* _SELECTED PASSAGE_:
◇ ◇ ◇ ◇
Thursday, June 28, 2012

'Why Now?' New Dad Jack Osbourne Faces MS


ABC News (June 18, 2012)-At only 26 and a new father, Jack Osbourne was diagnosed with multiple sclerosis earlier this spring.

The son of Ozzy and Sharon Osbourne told People Magazine he was diagnosed only two weeks after his daughter, Pearl Clementine, was born.

"I was just angry and frustrated and kept thinking, 'Why now?'" Osbourne told the magazine. "I've got a family and that's what's supposed to be the most important thing."

While Osbourne is younger than the average patient who is newly diagnosed with MS, it is not by much. The average age at which a patient is diagnosed is 37.

Multiple sclerosis is an autoimmune disease that affects the brain and spinal cord. The disease attacks the myelin sheath, a protective covering that surrounds nerve cells, and approximately 400,000 Americans have MS, according to the National MS Society. About 200 people are newly diagnosed each week.

While the disease is degenerative, symptoms, which affect the muscles, bowel function, vision, nerve and sexual function and personality, can vary and range greatly in severity.

Because of the typical early onset of the disease, Osbourne, and many other newly diagnosed MS patients, are at the threshold of many life decisions, including career, marriage and children.

"People have spent their entire life up until the point of diagnosis imagining their life in a certain way, they have to interpret how they're going to let go of that picture and how they see themselves, and fit that new information into the sense of who they are," said Rosalind Kalb, a clinical psychologist and director of the Professional Resource Center at the National Multiple Sclerosis Society. "It's a grieving process, and you can't move ahead on how you're going to live with MS until you spend a little time with the loss of a life without MS."
◇ ◇ ◇ ◇
* _COMPLETE THE FOLLOWING_:
**a)** Name every person the article about Jack Osbourne's multiple sclerosis diagnosis mentions by name.
**b)** Write out the portion of the article about Jack Osbourne's multiple sclerosis diagnosis from "While Osbourne is" up to and including "greatly in severity.", word for word.

* _PROVIDED DATA_:
◇ ◇ ◇ ◇
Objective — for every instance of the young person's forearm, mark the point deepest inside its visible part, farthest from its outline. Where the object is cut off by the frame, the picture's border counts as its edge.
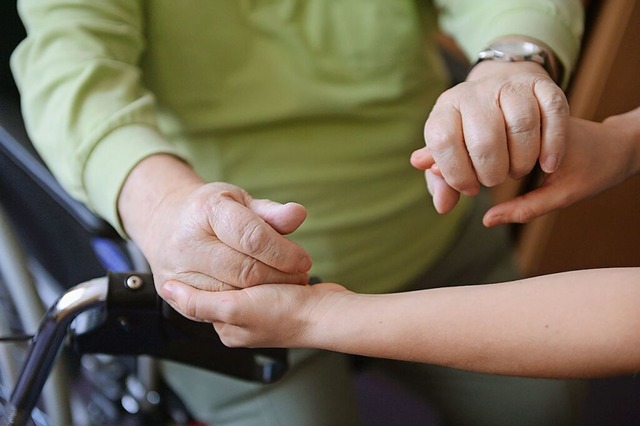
(577, 324)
◇ ◇ ◇ ◇
* _OUTPUTS IN ORDER_:
**a)** Jack Osbourne, Ozzy Osbourne, Sharon Osbourne, Pearl Clementine, Rosalind Kalb

**b)**
While Osbourne is younger than the average patient who is newly diagnosed with MS, it is not by much. The average age at which a patient is diagnosed is 37.

Multiple sclerosis is an autoimmune disease that affects the brain and spinal cord. The disease attacks the myelin sheath, a protective covering that surrounds nerve cells, and approximately 400,000 Americans have MS, according to the National MS Society. About 200 people are newly diagnosed each week.

While the disease is degenerative, symptoms, which affect the muscles, bowel function, vision, nerve and sexual function and personality, can vary and range greatly in severity.